begin

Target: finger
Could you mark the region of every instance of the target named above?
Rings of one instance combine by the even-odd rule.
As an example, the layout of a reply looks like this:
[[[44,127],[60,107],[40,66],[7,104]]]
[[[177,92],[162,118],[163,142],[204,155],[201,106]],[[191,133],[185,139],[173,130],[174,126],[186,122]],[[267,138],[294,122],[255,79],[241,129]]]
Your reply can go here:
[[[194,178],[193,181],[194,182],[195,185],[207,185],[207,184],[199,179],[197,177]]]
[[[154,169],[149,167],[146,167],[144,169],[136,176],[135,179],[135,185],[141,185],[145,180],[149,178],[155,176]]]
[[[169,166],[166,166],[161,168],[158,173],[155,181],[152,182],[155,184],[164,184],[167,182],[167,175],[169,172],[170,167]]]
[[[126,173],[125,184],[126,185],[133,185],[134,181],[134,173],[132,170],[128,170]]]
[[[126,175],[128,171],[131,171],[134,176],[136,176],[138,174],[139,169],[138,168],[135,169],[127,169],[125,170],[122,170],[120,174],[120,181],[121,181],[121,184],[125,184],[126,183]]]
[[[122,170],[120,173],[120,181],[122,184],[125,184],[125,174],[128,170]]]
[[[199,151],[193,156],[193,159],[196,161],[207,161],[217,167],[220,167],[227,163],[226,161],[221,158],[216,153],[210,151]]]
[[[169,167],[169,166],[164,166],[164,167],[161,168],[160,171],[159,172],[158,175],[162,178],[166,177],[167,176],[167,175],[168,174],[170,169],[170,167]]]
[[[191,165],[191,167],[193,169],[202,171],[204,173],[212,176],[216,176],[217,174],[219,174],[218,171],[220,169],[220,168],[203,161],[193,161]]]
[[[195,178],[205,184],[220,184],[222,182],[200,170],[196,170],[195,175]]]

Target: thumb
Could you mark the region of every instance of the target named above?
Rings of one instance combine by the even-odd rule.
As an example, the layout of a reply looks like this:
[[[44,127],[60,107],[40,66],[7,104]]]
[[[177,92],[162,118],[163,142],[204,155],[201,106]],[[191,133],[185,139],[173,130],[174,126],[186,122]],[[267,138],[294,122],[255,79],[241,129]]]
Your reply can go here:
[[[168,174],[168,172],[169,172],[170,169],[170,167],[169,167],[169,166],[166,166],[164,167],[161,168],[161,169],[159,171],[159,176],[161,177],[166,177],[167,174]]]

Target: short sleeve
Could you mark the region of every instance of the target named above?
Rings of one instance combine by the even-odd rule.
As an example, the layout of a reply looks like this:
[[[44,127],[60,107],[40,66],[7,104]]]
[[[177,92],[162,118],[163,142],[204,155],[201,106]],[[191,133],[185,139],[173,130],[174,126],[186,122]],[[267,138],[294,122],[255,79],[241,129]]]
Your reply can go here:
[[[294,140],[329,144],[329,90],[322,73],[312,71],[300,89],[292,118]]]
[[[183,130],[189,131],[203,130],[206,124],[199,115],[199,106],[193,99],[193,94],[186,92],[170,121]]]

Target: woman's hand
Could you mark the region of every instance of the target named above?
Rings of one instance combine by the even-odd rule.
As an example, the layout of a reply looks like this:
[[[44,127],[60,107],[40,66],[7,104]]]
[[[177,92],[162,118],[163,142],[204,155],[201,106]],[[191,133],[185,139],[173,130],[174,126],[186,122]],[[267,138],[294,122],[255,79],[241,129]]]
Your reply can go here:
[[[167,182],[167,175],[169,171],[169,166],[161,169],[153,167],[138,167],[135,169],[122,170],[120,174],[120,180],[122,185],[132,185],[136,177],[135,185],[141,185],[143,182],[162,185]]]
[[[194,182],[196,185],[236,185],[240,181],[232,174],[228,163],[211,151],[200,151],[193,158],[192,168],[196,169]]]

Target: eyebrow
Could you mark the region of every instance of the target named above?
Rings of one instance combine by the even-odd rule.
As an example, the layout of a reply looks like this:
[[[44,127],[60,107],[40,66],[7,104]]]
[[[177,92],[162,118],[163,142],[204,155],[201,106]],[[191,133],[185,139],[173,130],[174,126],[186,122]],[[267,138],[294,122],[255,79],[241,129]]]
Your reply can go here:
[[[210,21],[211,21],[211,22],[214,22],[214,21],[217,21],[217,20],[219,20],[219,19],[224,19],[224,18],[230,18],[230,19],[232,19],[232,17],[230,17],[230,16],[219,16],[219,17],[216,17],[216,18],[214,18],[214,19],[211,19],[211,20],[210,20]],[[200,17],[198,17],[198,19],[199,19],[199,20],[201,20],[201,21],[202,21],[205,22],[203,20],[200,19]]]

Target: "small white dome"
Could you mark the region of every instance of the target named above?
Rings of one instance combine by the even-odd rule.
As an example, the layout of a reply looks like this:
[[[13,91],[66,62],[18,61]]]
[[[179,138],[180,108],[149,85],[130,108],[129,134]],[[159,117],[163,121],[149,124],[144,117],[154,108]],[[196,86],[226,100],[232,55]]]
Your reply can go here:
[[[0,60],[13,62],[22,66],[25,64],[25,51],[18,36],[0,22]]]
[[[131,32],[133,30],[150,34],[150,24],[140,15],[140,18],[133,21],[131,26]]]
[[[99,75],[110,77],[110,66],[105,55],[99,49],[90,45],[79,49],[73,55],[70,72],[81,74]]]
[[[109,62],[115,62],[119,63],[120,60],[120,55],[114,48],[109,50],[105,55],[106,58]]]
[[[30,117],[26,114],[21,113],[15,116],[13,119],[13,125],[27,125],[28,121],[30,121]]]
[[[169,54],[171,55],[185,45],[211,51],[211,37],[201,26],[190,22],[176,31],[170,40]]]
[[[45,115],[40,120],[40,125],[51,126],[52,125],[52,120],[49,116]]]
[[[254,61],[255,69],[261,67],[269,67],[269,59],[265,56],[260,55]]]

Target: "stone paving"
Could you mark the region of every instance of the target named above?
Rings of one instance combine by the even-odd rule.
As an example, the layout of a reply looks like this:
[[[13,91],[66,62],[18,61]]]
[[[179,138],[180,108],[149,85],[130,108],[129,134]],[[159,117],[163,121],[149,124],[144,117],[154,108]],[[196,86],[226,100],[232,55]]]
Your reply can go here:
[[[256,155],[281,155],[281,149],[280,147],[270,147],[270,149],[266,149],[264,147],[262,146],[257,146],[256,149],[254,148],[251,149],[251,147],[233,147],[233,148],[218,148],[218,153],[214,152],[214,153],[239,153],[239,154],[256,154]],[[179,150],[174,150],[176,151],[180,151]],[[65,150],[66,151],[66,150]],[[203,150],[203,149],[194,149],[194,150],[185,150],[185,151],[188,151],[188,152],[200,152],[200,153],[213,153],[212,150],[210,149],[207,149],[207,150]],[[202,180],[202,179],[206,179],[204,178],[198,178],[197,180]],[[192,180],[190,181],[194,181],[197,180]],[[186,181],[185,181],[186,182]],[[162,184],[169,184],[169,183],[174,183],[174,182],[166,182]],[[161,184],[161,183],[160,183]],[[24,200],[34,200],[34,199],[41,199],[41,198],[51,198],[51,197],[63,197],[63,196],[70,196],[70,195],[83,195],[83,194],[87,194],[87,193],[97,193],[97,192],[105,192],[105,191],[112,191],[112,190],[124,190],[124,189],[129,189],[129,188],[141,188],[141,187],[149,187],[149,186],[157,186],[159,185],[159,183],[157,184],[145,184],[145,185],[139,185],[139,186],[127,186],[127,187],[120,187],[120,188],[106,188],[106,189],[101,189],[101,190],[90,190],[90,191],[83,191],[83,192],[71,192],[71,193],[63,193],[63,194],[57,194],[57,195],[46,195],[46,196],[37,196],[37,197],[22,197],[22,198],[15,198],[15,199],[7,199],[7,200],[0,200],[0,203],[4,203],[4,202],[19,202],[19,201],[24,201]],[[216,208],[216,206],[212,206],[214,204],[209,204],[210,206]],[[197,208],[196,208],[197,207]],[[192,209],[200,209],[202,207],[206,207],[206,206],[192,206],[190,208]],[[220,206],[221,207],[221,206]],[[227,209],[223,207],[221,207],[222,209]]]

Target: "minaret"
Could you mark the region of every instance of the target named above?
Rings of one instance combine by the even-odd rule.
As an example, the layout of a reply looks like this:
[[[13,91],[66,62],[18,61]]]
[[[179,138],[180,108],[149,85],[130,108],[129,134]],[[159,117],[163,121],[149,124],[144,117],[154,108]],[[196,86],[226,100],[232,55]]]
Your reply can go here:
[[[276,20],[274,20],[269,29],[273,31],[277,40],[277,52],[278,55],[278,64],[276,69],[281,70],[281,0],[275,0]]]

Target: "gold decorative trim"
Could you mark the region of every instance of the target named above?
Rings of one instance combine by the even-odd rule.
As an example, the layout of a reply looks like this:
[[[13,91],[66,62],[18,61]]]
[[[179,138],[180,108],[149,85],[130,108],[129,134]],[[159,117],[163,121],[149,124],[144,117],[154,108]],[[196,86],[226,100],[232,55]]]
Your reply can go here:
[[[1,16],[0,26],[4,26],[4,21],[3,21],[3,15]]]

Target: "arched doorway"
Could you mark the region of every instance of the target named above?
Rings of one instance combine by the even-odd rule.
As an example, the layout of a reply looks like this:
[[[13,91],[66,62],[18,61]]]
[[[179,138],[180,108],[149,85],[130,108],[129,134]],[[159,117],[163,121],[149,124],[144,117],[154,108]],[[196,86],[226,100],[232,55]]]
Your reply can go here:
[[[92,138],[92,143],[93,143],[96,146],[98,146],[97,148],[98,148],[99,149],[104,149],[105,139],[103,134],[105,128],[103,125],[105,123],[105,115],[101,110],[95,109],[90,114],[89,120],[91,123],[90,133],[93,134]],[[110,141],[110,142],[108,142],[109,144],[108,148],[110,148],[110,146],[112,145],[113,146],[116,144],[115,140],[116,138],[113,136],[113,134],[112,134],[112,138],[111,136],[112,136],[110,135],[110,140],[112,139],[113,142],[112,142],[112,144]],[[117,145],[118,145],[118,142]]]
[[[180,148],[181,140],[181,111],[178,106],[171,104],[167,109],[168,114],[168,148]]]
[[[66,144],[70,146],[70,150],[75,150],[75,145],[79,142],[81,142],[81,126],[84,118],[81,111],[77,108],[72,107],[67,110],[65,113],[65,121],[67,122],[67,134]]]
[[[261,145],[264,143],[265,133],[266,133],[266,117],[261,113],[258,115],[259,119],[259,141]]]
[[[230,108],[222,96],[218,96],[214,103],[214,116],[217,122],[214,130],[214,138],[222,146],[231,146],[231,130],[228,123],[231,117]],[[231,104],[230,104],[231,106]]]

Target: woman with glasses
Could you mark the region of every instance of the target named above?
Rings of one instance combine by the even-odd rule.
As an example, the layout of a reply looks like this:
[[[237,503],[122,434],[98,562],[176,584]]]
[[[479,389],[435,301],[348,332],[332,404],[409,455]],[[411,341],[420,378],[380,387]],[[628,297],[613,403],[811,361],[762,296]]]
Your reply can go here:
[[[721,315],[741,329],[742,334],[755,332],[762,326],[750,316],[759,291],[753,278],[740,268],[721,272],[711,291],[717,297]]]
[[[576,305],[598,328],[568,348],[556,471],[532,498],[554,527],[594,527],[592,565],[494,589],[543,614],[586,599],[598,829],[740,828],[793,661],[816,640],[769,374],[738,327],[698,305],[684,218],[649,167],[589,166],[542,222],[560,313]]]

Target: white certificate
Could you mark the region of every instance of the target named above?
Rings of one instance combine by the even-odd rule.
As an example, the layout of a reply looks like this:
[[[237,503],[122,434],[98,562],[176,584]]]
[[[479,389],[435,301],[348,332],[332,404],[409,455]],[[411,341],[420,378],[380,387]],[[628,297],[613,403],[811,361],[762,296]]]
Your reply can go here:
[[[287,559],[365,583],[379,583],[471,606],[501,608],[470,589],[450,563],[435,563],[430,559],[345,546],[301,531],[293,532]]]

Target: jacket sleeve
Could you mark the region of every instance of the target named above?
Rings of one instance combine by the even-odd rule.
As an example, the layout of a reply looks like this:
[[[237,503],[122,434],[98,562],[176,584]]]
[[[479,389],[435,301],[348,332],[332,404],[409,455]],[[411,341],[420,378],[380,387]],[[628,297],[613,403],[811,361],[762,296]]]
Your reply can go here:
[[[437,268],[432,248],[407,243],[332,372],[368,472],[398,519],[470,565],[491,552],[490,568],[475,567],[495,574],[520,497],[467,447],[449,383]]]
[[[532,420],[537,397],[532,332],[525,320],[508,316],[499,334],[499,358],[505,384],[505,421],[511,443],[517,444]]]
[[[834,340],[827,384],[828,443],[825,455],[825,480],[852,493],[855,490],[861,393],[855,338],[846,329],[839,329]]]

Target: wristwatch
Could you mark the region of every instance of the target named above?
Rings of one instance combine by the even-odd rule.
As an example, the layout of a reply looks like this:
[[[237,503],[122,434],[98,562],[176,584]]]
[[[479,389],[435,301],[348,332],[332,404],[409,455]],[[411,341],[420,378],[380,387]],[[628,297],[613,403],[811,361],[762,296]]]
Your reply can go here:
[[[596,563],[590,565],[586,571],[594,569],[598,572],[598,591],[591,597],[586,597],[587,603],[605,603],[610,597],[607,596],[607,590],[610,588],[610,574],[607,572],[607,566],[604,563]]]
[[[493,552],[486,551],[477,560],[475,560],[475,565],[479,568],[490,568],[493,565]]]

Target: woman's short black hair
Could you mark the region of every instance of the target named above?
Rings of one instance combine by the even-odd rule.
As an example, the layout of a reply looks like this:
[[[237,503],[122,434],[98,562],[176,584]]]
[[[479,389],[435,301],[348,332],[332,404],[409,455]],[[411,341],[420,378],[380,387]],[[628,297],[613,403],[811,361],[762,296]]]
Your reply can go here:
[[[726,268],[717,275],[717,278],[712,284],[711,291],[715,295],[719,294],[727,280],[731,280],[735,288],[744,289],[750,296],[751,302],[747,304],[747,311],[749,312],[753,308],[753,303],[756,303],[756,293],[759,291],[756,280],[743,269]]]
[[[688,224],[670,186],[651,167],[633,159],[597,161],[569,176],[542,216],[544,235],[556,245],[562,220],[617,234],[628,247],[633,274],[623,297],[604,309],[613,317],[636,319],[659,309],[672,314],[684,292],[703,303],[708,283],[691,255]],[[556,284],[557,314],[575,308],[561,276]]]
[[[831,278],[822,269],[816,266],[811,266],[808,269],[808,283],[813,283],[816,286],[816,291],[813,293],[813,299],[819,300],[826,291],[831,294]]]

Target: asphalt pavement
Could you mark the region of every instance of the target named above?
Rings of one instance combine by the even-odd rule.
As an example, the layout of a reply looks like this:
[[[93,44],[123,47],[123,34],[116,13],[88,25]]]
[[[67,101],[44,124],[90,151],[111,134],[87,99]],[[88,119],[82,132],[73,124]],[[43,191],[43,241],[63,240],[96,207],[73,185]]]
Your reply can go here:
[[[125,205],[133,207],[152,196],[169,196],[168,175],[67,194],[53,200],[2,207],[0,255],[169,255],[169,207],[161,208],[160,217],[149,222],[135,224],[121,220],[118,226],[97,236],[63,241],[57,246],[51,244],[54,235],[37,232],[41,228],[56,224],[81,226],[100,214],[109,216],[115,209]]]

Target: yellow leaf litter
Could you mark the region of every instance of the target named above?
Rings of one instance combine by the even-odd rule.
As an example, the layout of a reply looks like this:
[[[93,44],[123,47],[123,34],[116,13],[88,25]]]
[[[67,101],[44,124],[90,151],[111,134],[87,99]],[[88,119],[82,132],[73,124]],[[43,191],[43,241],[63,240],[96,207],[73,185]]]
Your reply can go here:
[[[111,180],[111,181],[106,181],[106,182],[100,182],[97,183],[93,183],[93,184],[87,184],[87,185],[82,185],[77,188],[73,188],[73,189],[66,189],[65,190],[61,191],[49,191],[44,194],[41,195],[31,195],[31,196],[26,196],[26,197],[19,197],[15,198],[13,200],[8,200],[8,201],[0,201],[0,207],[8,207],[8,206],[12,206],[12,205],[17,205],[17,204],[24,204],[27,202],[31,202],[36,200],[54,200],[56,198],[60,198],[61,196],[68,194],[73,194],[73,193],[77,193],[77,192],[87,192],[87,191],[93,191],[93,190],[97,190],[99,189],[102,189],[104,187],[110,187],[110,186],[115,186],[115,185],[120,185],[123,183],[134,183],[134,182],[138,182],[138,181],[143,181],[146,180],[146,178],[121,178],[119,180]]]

end

WHAT THE EXERCISE ASKS → How many lines of the records above contain the word "sleeve"? Give only the number.

THE SOLUTION → 2